• TEXT SHOWN:

★ ★ ★ ★ ★ ★ ★

Wisconsin Woman Wants Burn Attackers to Know They Hurt Her
MADISON, Wis. (AP) — A biracial Wisconsin woman who says a group of white men set her on fire while she was driving wants her attackers to know they hurt her but hopes they will improve themselves.
Althea Bernstein told ABC’s “Good Morning America” for a Friday segment that she hasn’t slept and doesn’t have an appetite. But she called the attack in the state’s capital city of Madison a “learning opportunity” for her attackers.
“I’m very, very hopeful that these men sort of see all the response and that they know that they hurt me, and this something that’s going to affect me for a while,” she said. “And I really hope that they choose to improve themselves.”
According to a police report, Bernstein, an 18-year-old studying to become a paramedic, was driving in downtown Madison early Wednesday morning.
Bernstein told the news website Madison365.com that she didn’t participate in the protests and was driving to her brother’s home. She said she had her window down while stopped at a red light and heard someone shout a racial slur at her.

★ ★ ★ ★ ★ ★ ★

• WHAT YOU SHOULD DO:
Rewrite the news report about the Madison attack from "Wisconsin Woman Wants" to "for her attackers.", putting "teaching moment" in place of "learning opportunity".

• INFORMATION SHOWN:
★ ★ ★ ★ ★ ★ ★

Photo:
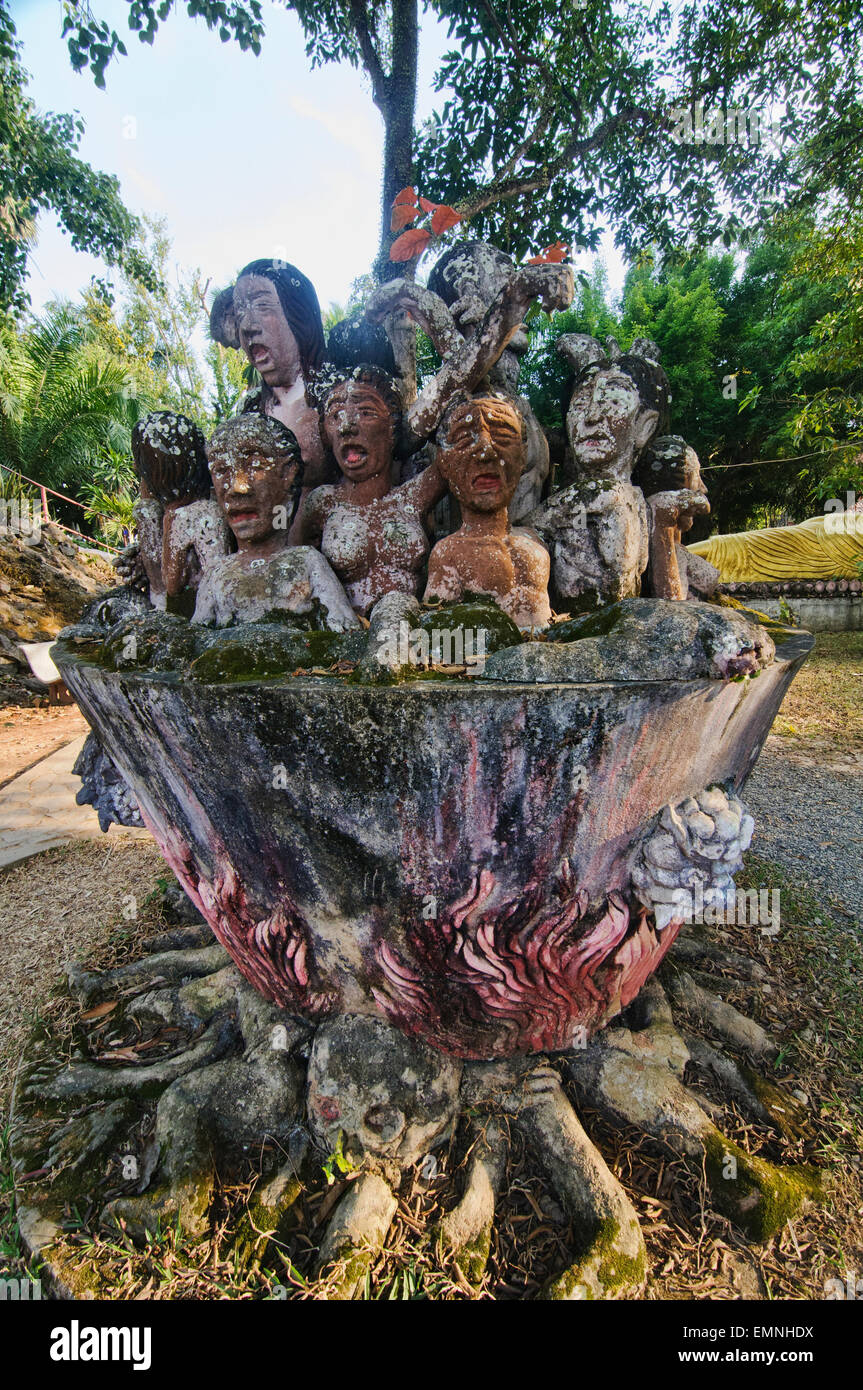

★ ★ ★ ★ ★ ★ ★

• ANSWER BELOW:
Wisconsin Woman Wants Burn Attackers to Know They Hurt Her
MADISON, Wis. (AP) — A biracial Wisconsin woman who says a group of white men set her on fire while she was driving wants her attackers to know they hurt her but hopes they will improve themselves.
Althea Bernstein told ABC’s “Good Morning America” for a Friday segment that she hasn’t slept and doesn’t have an appetite. But she called the attack in the state’s capital city of Madison a “teaching moment” for her attackers.